Instructions to follow:
Reproduce the entries from the line containing "Double-checking: the white" through the end of the entries, requests included, and shift every bounding-box coordinate in the answers up by 24. Leave the requests unchanged, including the numbers in their format sample.

..........

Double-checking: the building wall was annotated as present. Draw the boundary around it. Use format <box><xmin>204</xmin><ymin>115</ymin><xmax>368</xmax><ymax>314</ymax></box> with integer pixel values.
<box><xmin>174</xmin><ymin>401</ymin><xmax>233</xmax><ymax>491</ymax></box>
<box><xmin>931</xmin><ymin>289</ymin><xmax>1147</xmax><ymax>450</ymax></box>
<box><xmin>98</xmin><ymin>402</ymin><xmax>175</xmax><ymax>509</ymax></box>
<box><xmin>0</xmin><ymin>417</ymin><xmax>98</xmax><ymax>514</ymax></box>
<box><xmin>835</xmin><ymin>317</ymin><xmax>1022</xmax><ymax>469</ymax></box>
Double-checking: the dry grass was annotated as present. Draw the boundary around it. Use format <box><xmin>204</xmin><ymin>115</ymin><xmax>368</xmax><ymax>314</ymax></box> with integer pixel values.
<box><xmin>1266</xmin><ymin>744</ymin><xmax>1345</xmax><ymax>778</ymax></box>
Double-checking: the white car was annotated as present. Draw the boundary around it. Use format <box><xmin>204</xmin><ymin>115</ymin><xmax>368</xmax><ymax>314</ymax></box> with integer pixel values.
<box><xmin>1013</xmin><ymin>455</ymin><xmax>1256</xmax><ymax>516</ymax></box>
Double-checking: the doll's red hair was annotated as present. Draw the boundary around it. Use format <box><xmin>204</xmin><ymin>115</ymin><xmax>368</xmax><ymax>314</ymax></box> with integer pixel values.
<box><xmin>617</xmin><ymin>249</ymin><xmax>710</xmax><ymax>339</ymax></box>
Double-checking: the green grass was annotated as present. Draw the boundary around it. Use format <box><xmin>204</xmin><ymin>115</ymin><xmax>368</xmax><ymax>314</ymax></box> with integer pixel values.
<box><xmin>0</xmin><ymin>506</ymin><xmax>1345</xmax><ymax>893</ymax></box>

..........

Exercise response:
Double-checking: the white car was annotated as present. Draw the boundary around it. Use format <box><xmin>204</xmin><ymin>115</ymin><xmax>368</xmax><ymax>314</ymax></box> with integer pixel values.
<box><xmin>1037</xmin><ymin>479</ymin><xmax>1280</xmax><ymax>540</ymax></box>
Double-checking: the doll's red hair was annotated as present. Draw the boundary around it. Use format <box><xmin>204</xmin><ymin>115</ymin><xmax>368</xmax><ymax>314</ymax></box> with integer pixel values.
<box><xmin>641</xmin><ymin>273</ymin><xmax>734</xmax><ymax>363</ymax></box>
Double-checking: the green grass was annotated as present. Draw the boundary around it. Use format <box><xmin>204</xmin><ymin>115</ymin><xmax>368</xmax><ymax>314</ymax></box> with integer pixel values.
<box><xmin>24</xmin><ymin>530</ymin><xmax>1369</xmax><ymax>917</ymax></box>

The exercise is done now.